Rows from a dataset
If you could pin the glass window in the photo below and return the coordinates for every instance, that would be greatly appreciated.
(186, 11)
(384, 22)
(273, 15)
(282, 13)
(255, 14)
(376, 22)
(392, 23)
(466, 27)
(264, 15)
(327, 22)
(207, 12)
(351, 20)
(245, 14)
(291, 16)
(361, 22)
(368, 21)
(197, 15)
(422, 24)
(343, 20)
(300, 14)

Exercise instructions
Update the entries above by changing "glass window" to "windowpane" wherever it occurs. Leave all other text as it is.

Final answer
If you could pin the windowpane in the photo below and return the coordinates for every instance, that would be greatly appreciated.
(186, 11)
(384, 22)
(273, 15)
(282, 13)
(255, 14)
(376, 22)
(392, 23)
(466, 27)
(264, 15)
(327, 22)
(207, 12)
(351, 20)
(245, 14)
(291, 16)
(361, 22)
(368, 21)
(197, 15)
(422, 24)
(343, 20)
(300, 14)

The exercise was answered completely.